- Aim
Transcribe every one of the rows below word for word, changing nothing.

Stored dataset items:
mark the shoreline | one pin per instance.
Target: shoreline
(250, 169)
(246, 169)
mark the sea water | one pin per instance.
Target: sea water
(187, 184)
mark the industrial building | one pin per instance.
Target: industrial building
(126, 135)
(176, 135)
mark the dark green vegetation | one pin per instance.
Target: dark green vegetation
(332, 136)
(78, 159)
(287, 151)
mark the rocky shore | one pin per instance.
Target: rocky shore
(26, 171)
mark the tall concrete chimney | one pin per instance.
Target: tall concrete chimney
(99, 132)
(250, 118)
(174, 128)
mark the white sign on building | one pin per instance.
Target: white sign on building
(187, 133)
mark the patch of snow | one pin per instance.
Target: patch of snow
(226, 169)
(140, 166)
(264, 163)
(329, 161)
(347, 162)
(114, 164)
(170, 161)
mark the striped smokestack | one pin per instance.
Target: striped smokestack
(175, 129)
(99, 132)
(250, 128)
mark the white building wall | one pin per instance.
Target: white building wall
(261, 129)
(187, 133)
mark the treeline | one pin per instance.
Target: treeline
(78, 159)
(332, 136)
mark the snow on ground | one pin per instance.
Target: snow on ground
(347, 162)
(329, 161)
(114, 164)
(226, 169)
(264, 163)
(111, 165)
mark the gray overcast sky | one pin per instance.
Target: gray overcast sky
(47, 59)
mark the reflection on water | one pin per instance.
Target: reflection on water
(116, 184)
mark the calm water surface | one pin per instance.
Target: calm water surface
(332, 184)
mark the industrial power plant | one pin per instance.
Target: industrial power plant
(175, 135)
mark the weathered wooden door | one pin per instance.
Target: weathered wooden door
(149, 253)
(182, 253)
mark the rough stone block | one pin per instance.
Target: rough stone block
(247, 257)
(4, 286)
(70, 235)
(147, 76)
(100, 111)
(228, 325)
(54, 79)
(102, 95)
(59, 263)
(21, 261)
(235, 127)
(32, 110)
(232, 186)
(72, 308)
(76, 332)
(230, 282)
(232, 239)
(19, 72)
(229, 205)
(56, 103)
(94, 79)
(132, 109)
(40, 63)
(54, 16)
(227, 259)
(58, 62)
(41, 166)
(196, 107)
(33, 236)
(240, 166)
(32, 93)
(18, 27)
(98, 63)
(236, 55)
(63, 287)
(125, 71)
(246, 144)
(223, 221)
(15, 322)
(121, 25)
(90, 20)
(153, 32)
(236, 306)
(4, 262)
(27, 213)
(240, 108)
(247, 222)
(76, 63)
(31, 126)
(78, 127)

- Task result
mark the shoreline | one pin per instance.
Target: shoreline
(250, 169)
(246, 169)
mark the sea water | one pin per instance.
Target: sea water
(187, 184)
mark the industrial building | one pin per instance.
Target: industrial building
(126, 135)
(176, 135)
mark the dark green vegetation | one pin per instance.
Target: dark green vegetation
(332, 136)
(78, 159)
(287, 151)
mark the rocky shore | one pin per instance.
Target: rocky shore
(26, 171)
mark the tall concrete chimney | one pin per instance.
Target: tall concrete chimney
(99, 132)
(250, 118)
(174, 128)
mark the white sign on building | one pin per instance.
Target: white sign on building
(187, 133)
mark the patch of snow | one pin per instance.
Target: patch of snow
(226, 169)
(140, 166)
(264, 163)
(329, 161)
(347, 162)
(114, 164)
(170, 161)
mark the striped smokestack | one pin per instance.
Target: striped smokestack
(175, 129)
(99, 132)
(250, 128)
mark the white building wall | one pin per instance.
Target: white building wall
(261, 129)
(187, 133)
mark the treeline | one pin per instance.
Target: treeline
(78, 159)
(332, 136)
mark the snow on ground | one pin per instance.
Target: snow on ground
(347, 162)
(329, 161)
(114, 164)
(226, 169)
(264, 163)
(111, 165)
mark the gray overcast sky | one pin per instance.
Target: gray overcast sky
(47, 59)
mark the reflection on water | one pin per instance.
Target: reflection on water
(116, 184)
mark the calm water surface | one pin per instance.
Target: calm water surface
(332, 184)
mark the industrial power plant | one pin per instance.
Target: industrial power plant
(175, 135)
mark the weathered wooden door | one pin per instance.
Target: weathered wooden door
(149, 253)
(182, 253)
mark the rough stone block | one pin per instance.
Target: rough stone block
(247, 257)
(4, 286)
(70, 235)
(147, 76)
(100, 111)
(228, 325)
(54, 79)
(102, 95)
(59, 263)
(21, 261)
(235, 127)
(32, 110)
(232, 186)
(72, 308)
(76, 332)
(230, 282)
(232, 239)
(19, 72)
(229, 205)
(56, 103)
(94, 79)
(132, 109)
(40, 63)
(54, 16)
(227, 259)
(58, 62)
(41, 166)
(196, 107)
(33, 236)
(240, 166)
(32, 93)
(18, 27)
(98, 63)
(236, 55)
(63, 287)
(125, 71)
(246, 144)
(223, 221)
(15, 322)
(121, 25)
(90, 20)
(153, 32)
(236, 306)
(4, 262)
(27, 213)
(240, 108)
(247, 222)
(76, 63)
(31, 126)
(78, 127)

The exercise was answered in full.